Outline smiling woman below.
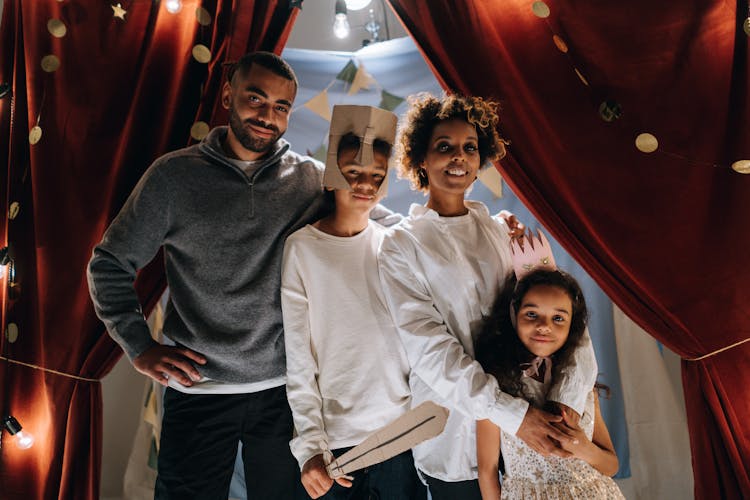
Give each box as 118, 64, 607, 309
378, 94, 596, 500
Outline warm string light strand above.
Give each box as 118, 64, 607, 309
531, 1, 750, 174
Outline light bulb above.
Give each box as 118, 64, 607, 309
3, 415, 34, 450
164, 0, 182, 14
333, 14, 350, 39
346, 0, 372, 10
15, 431, 34, 450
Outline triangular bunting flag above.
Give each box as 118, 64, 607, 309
479, 165, 503, 198
310, 144, 328, 163
336, 59, 357, 83
305, 90, 331, 121
378, 90, 405, 111
348, 63, 375, 95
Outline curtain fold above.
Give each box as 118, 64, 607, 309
389, 0, 750, 499
0, 0, 297, 500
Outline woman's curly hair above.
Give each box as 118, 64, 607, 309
474, 269, 588, 398
395, 92, 508, 192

• _The problem_
Write out again every row from the one with "Outline light bulb above." up to and including the last row, requests included, and increase each bounding box coordinate in the answers by 51 while leaving the format sample unchanged.

• _Answer below_
Outline light bulb above.
Give each box as 118, 64, 607, 309
54, 466, 85, 501
215, 51, 233, 65
384, 65, 401, 90
397, 51, 423, 61
66, 482, 85, 501
Outline triangular bunting flag above.
Give each box as 118, 64, 607, 309
530, 216, 554, 249
361, 195, 379, 214
387, 110, 408, 134
356, 141, 382, 172
429, 141, 456, 162
399, 114, 426, 146
Outline curtain fold above.
Give each box as 118, 64, 607, 309
440, 51, 801, 550
51, 51, 348, 551
Outline woman's curly hair above.
Give each box as 118, 64, 607, 309
525, 320, 639, 449
446, 143, 559, 243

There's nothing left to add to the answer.